Only the lines from the one with "Expected: a point placed on each instance of the blue sky" to the end of the data below should be given again, exactly, with both ends included and pictures omitted.

Stored data entries
[Start of section]

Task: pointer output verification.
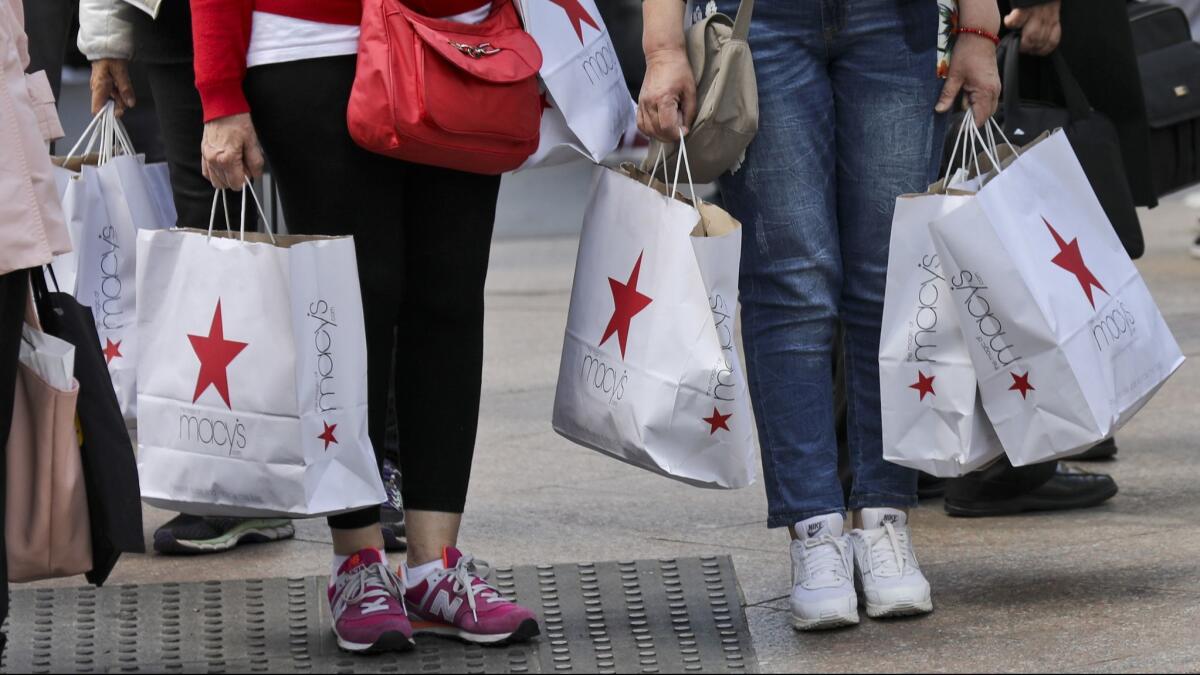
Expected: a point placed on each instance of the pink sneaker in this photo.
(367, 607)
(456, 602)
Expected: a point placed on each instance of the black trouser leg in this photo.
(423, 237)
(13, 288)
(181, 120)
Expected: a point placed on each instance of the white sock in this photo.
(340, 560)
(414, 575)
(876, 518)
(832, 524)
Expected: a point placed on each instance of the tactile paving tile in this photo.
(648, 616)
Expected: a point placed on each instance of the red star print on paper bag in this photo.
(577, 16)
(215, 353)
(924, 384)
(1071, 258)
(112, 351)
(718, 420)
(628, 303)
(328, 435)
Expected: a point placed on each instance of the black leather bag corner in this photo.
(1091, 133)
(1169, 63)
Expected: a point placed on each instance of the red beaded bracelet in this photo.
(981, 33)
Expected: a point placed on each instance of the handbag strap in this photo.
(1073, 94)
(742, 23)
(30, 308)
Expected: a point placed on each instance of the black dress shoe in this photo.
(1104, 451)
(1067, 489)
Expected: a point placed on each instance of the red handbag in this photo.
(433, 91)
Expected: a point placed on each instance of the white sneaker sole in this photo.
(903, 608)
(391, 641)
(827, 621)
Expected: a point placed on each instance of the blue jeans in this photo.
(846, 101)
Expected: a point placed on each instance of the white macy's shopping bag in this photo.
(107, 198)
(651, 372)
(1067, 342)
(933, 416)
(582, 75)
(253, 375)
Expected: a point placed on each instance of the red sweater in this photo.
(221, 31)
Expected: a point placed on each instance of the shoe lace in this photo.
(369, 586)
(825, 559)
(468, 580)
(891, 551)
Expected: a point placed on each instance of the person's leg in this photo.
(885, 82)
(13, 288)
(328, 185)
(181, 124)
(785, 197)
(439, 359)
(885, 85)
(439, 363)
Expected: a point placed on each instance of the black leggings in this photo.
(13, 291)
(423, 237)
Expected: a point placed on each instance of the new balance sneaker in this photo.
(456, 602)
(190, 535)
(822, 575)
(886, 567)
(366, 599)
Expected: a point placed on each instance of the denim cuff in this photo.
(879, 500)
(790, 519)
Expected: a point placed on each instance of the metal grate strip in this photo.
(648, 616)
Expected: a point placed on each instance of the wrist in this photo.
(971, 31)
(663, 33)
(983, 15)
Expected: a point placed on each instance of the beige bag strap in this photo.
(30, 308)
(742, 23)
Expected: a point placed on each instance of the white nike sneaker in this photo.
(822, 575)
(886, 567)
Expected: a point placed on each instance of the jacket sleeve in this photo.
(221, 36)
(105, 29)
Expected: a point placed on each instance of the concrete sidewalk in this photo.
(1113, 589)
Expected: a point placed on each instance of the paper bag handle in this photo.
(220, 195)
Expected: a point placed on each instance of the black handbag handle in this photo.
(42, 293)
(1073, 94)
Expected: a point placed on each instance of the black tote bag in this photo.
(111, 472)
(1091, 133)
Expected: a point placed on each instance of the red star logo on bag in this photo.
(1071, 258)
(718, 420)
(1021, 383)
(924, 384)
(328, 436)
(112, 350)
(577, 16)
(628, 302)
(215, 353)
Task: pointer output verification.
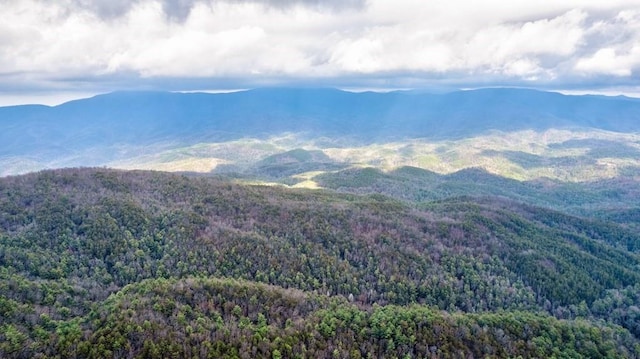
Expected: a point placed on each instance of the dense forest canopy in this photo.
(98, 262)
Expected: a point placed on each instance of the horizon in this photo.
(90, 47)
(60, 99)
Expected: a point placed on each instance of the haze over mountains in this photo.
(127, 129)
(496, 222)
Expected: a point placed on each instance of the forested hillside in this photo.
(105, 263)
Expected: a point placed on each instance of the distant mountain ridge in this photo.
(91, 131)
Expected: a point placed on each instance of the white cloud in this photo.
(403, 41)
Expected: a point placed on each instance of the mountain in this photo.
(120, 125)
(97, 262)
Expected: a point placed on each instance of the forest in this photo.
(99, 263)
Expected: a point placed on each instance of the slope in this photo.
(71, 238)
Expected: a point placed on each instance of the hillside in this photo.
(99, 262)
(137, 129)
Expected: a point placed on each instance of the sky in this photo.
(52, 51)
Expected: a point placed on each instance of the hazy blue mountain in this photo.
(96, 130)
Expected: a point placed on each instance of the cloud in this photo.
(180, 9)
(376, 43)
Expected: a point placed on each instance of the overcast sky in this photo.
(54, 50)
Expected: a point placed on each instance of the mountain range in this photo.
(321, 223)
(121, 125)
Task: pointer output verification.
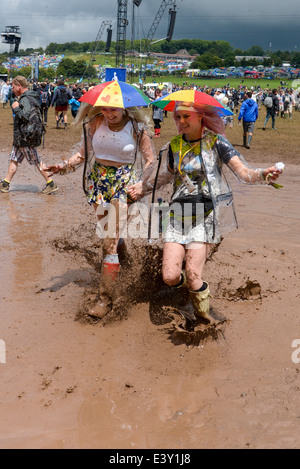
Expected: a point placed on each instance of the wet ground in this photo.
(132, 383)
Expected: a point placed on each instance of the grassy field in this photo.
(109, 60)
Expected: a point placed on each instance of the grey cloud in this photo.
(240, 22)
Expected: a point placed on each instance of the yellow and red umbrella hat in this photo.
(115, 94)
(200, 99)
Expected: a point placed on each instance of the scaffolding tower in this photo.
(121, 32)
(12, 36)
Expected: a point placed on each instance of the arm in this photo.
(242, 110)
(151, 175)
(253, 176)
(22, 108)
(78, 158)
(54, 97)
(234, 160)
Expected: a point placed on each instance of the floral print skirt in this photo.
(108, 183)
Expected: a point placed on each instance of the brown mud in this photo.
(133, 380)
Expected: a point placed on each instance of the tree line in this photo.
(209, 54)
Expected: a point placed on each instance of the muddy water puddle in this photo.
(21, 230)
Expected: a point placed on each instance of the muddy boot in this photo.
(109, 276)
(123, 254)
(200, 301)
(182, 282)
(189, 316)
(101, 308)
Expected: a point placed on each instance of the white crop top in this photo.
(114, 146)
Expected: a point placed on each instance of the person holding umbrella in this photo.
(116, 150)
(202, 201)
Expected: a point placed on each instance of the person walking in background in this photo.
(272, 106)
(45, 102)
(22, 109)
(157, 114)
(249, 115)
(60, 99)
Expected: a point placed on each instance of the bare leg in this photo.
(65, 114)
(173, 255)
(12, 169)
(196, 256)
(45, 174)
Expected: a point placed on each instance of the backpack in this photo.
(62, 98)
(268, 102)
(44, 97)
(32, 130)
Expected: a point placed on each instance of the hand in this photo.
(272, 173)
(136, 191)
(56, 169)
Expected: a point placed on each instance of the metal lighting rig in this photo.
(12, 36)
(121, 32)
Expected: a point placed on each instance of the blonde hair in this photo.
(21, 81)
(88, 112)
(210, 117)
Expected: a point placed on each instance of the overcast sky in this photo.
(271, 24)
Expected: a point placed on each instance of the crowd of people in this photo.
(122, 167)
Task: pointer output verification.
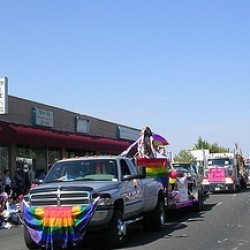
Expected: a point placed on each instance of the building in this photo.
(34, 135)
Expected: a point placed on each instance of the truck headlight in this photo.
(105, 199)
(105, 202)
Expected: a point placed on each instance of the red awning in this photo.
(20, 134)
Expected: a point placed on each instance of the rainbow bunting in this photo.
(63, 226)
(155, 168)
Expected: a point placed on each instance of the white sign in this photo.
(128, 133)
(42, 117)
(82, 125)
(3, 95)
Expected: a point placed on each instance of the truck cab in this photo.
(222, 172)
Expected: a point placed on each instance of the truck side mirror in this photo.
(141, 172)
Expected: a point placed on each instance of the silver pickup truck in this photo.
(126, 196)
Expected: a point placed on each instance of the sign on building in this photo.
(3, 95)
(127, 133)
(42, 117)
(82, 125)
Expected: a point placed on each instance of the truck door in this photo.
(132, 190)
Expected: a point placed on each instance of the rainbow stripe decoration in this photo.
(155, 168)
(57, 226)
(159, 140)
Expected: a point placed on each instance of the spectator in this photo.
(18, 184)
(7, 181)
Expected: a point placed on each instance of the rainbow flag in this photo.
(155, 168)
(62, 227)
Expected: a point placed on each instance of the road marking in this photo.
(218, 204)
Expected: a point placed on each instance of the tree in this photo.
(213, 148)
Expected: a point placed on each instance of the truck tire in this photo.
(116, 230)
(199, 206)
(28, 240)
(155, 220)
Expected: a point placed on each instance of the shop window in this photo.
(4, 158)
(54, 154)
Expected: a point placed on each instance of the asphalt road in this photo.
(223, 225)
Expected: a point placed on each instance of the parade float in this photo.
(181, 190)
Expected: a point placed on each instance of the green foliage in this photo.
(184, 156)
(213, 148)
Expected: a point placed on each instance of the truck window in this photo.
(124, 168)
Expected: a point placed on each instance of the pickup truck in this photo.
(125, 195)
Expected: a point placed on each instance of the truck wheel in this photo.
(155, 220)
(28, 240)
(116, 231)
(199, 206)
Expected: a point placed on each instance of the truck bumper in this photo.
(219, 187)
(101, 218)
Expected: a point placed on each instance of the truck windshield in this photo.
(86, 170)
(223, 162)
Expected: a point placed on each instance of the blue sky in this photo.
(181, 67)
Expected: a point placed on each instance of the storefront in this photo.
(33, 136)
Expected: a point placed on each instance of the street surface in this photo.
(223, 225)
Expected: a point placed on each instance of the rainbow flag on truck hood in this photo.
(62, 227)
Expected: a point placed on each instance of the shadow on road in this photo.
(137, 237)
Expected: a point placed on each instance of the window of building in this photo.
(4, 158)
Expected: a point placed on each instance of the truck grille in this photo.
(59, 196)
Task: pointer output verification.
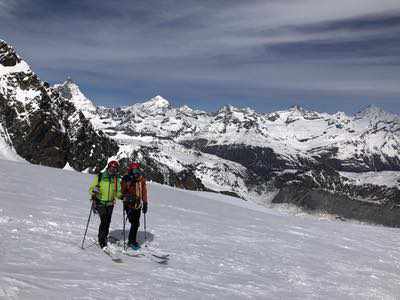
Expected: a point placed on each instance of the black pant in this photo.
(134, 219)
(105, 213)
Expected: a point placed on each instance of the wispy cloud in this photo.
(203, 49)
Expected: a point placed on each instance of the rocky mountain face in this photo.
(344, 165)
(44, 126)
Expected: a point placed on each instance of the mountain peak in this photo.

[End of section]

= ANSWER SECTION =
Expected: a point placed on each instance of the blue sky in this photo.
(181, 67)
Expected: a point placed on each instance of the storefront in this photo.
(33, 136)
Expected: a point placed on each instance of the street surface in this photo.
(223, 225)
Expected: a point placed on each instance of the rainbow flag on truck hood in this photo.
(62, 227)
Expected: a point placed on each instance of the shadow on road in this photo.
(137, 237)
Expected: a point placed on each instance of the window of building in this photo.
(4, 158)
Expected: a point placed on each instance of the truck grille in this photo.
(59, 196)
Task: pointer output verification.
Expected: a point placed on each instance of the black pant in this photo.
(134, 219)
(105, 213)
Expected: a point placed on each instance of the wispy cloud in this photo.
(203, 49)
Expected: a point placed on each instance of the rocky mountain face in this photo.
(344, 165)
(44, 126)
Expected: a point placed on each instance of the mountain peak in this photo.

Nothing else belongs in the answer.